Dataset entries
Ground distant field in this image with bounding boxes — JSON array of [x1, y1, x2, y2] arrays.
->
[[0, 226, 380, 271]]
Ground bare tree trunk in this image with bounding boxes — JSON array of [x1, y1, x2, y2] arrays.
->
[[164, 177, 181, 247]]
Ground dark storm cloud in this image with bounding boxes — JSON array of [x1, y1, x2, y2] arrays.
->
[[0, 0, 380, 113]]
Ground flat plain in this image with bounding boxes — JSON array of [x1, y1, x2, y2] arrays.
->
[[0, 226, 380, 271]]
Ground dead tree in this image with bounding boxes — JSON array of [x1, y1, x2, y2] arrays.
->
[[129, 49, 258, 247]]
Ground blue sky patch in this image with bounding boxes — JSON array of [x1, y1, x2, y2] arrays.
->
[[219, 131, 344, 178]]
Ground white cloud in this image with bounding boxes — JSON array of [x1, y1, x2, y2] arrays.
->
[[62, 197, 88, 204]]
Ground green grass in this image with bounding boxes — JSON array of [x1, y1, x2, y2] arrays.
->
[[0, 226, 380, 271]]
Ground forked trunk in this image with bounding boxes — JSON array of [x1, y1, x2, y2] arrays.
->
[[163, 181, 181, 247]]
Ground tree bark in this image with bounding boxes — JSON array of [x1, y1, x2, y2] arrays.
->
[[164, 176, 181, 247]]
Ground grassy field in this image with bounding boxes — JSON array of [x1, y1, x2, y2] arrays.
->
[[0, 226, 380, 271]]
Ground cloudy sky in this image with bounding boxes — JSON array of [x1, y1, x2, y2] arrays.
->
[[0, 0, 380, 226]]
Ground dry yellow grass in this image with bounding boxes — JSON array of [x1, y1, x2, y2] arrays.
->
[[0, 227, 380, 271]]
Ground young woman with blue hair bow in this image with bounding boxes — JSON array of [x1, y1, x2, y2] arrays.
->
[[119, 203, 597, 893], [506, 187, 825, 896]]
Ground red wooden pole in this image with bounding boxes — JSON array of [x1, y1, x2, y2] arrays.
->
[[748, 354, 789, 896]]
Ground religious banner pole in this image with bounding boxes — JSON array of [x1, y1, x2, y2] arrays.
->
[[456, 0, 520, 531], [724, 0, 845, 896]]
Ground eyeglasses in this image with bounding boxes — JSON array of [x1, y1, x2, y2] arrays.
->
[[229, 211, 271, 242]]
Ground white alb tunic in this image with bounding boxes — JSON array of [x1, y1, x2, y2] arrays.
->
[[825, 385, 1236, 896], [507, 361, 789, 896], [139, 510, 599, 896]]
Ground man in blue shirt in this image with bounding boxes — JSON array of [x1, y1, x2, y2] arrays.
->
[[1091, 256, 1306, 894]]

- **Aim**
Copy every one of the records above word for word, changing nothing.

- **Task response**
Ground distant field in this image with bounding boxes — JSON array of [x1, y1, x2, y2] arrays.
->
[[0, 226, 380, 271]]
Ground bare tree trunk in this image with bounding boxes — JSON array of [x1, y1, x2, y2] arrays.
->
[[164, 177, 181, 247]]
Ground dark storm cloud in this image with bounding boxes — JSON array of [x1, y1, x2, y2] arrays.
->
[[0, 0, 380, 113]]
Ground flat plain in this image with bounding boxes — JSON array of [x1, y1, x2, y2] arrays.
->
[[0, 226, 380, 271]]
Ground dead tree in this image with bounding boxes — JSON array of [x1, y1, x2, y2] arrays.
->
[[129, 49, 258, 247]]
Ground blue sky patch in this image with bounding boxes — JSON array of [x1, y1, x2, y2] arrays.
->
[[219, 131, 344, 178]]
Ground white cloud in this image with bounding boxes — JSON array of [x1, y1, x2, y2] arrays.
->
[[62, 197, 88, 204]]
Ground green grass in this image with bounding boxes — JSON array of [x1, y1, x2, y2] arrays.
->
[[0, 226, 380, 271]]
Ground forked trunk in this image with bounding boxes — JSON array of [x1, y1, x2, y2] arrays.
->
[[163, 181, 181, 247]]
Ground tree bark in this image with bounding boxes — JSON array of [x1, y1, x2, y2] arrays.
->
[[164, 176, 181, 247]]
Ground grassy field in this image with bounding boxes — JSON array of [x1, y1, x2, y2] arrays.
->
[[0, 226, 380, 271]]
Ground cloudy sky in this image with bounding boxes — JSON array of [x1, y1, x2, y2] arrays.
->
[[0, 0, 380, 226]]
Ground dry yellow grass in this image with bounding boxes — JSON array of [x1, y1, x2, y2] arrays.
->
[[0, 227, 380, 271]]
Ground young woman with blue hair bow in this image with bounding boxes — JSON array of [x1, y1, x2, y2] arrays.
->
[[119, 203, 597, 893], [506, 187, 825, 896]]
Ground red wooden pole in this image with bounding boxes — JSON array of [x1, y1, x2, y2] arrays.
->
[[748, 354, 789, 896]]
Ground religious banner pole in this image with bounding boxes — JSON array of [x1, y1, x2, y2] arrays.
->
[[456, 0, 520, 531], [724, 0, 845, 896]]
Ground eyeglasses in this image with bounding boxes — JSON array of [x1, y1, x2, y2] arrays.
->
[[229, 211, 271, 242]]
Ground white alb tunic in this image with bounding boxes — JSON array of [x1, y1, x2, y2] arrays.
->
[[825, 385, 1236, 896], [507, 361, 789, 896], [139, 510, 599, 896]]
Ground man in blue shirt in this image with bounding boxes — JSON array of [x1, y1, x2, y2] arrays.
->
[[1091, 256, 1306, 894]]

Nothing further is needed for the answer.